Task statement :: Reproduce the passage on trading word for word, from "Step 6. Focus" to "much more successful.".

───── Passage to read ─────

Step 6. Focus on your trades and learn to love small losses.
Once you have funded your account, the most important thing to remember is that your money is at risk. Therefore, your money should not be needed for living or to pay bills etc. Consider your trading money as if it were vacation money. Once the vacation is over your money is spent. Have the same attitude toward trading. This will psychologically prepare you to accept small losses, which is key to managing your risk. By focusing on your trades and accepting small losses rather than constantly counting your equity, you will be much more successful.
Secondly, only leverage your trades to a maximum risk of 2% of your total funds. In other words, if you have $10,000 in your trading account, never let any trade lose more than 2% of the account value, or $200. If your stops are farther away than 2% of your account, trade shorter time frames or decrease the leverage. (For further reading, see Leverage's Double-Edged Sword Need Not Cut Deep.)
Step 7. Build positive feedback loops.
A positive feedback loop is created as a result of a well-executed trade in accordance with your plan. When you plan a trade and then execute it well, you form a positive feedback pattern. Success breeds success, which in turn breeds confidence - especially if the trade is profitable. Even if you take a small loss but do so in accordance with a planned trade, then you will be building a positive feedback loop.
Step 8. Perform weekend analysis.

───── Supplied entries ─────

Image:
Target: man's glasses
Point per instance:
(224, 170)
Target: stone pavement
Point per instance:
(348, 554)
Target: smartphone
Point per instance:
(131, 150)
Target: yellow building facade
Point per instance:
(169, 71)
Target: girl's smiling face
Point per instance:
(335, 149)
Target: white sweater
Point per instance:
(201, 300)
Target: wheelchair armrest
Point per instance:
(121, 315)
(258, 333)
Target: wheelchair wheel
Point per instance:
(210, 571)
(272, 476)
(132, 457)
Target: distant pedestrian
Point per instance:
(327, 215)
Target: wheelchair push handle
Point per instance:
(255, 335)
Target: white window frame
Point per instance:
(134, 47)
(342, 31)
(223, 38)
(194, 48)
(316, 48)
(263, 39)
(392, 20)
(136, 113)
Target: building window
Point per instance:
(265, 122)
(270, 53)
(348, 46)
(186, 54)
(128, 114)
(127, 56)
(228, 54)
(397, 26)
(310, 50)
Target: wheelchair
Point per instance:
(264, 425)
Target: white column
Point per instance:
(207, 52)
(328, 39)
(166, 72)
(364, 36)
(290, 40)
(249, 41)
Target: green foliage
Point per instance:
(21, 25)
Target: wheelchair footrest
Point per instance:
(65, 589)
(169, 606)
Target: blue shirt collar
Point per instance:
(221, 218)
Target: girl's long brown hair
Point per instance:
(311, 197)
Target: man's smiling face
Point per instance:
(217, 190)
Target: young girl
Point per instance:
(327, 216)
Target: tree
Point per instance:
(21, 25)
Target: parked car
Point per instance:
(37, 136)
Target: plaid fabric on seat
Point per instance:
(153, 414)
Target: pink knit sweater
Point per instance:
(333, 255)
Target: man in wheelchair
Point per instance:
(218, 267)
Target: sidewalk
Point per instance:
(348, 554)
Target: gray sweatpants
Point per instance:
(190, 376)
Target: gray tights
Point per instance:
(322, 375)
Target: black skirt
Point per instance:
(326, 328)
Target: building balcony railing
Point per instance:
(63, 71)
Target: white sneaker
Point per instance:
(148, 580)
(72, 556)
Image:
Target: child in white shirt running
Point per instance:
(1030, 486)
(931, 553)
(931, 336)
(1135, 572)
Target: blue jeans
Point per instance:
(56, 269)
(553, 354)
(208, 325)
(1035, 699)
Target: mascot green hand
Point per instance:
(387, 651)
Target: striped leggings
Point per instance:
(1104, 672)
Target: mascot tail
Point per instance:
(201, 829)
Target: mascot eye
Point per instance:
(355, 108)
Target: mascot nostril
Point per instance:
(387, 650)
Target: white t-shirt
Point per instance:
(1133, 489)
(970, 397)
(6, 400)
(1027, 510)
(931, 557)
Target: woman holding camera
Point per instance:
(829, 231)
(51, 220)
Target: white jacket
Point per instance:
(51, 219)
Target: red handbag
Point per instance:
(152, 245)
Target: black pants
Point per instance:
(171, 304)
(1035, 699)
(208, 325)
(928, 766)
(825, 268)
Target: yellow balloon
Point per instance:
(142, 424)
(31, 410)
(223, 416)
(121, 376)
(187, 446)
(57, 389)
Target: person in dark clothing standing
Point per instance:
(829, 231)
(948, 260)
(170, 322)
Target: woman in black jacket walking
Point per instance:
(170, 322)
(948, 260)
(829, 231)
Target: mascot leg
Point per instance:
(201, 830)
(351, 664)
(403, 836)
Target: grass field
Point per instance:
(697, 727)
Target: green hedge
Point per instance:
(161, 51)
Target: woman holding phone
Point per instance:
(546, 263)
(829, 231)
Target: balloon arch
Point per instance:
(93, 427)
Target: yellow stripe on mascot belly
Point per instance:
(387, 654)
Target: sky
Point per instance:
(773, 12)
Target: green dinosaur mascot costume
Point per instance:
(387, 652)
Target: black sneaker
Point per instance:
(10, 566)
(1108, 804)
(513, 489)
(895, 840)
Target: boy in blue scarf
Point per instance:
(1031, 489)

─────

Response box ::
Step 6. Focus on your trades and learn to love small losses.
Once you have funded your account, the most important thing to remember is that your money is at risk. Therefore, your money should not be needed for living or to pay bills etc. Consider your trading money as if it were vacation money. Once the vacation is over your money is spent. Have the same attitude toward trading. This will psychologically prepare you to accept small losses, which is key to managing your risk. By focusing on your trades and accepting small losses rather than constantly counting your equity, you will be much more successful.